> _Problem to work on_
From the line with "Target: <item>bowl with salt</item>" through the end of the entries, rewrite the lines with "provide the mask of" changed to "outline" and everything else left the same.

> _Image outline annotation entries_
= = = =

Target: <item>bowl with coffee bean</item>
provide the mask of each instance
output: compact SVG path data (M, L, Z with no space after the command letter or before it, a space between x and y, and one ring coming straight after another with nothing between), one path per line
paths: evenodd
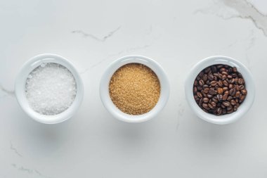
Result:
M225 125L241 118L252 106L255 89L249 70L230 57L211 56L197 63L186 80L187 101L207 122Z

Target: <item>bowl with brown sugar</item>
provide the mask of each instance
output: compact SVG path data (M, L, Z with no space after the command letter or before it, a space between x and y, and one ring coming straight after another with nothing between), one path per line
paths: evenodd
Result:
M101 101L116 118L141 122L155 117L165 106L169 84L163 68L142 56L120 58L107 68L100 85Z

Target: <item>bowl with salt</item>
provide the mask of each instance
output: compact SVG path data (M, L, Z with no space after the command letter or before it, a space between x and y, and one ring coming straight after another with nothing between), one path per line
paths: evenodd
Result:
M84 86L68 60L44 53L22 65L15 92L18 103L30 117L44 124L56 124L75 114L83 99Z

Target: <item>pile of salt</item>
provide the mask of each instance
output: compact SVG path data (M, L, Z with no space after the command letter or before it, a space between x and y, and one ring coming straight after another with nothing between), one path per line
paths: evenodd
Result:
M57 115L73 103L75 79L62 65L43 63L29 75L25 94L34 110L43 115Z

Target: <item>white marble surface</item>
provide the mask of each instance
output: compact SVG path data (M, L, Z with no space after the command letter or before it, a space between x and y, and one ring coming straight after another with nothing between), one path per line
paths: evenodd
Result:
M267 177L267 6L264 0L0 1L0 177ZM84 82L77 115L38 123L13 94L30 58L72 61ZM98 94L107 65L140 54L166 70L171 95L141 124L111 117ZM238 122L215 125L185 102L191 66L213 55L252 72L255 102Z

= = = =

> _Solved exercise_
Target: <item>bowl with salt</item>
outline each instance
output: compact SVG path data (M, L, Z with no space after the command letter or before it, a space between x and y, and one ring coming straight after another with nothing between), one path per line
paths: evenodd
Result:
M84 86L68 60L44 53L22 65L15 92L18 103L30 117L44 124L56 124L75 114L83 99Z

Target: <item>pile of salt</item>
outline each instance
output: compact SVG path data (M, L, Z with no space after the command letter or before it, a space between x and y, and one ring coming straight after another with nothing between), one path per line
paths: evenodd
Result:
M57 115L73 103L75 79L62 65L43 63L29 75L25 94L34 110L43 115Z

Target: <item>white marble surface</item>
outline each instance
output: compact SVG path data (M, L, Z with no space after the command letter or before it, a space between x and y, and one ring coming straight after another with nothing between), one path per line
paths: evenodd
Result:
M267 177L267 6L264 0L0 1L0 177ZM84 82L77 115L38 123L13 94L30 58L72 61ZM98 94L107 65L140 54L166 70L171 95L141 124L111 117ZM238 122L215 125L185 102L191 66L213 55L252 72L255 102Z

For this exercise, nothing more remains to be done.